• [EXERCISE REQUIREMENTS] Please return, word for word, the line containing "Query: furled sail" and each line after it through the end of the data below, and nothing else.
────────────────────
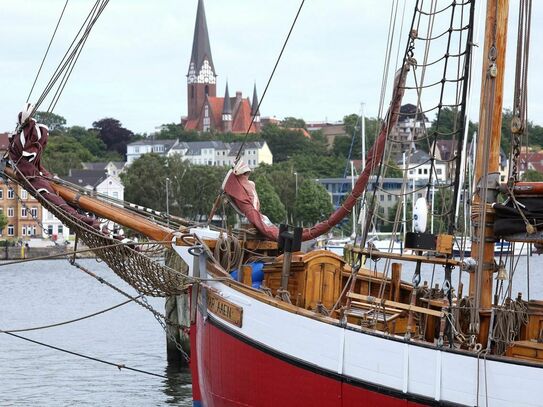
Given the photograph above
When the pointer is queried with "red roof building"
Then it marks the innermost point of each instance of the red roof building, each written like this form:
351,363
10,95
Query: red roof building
206,111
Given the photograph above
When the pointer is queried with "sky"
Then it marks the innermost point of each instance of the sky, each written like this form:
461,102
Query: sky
134,64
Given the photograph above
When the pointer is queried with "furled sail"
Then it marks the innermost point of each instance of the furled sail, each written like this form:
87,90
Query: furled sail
242,194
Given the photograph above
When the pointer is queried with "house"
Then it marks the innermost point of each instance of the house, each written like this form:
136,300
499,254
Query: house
────────────────────
• [TASK SOLUTION]
Query: furled sail
242,194
Given the photograph above
When the pointer is queried with "house"
Then it marks the innermost point of each instance of the house, each written like this form:
136,300
499,254
Query: house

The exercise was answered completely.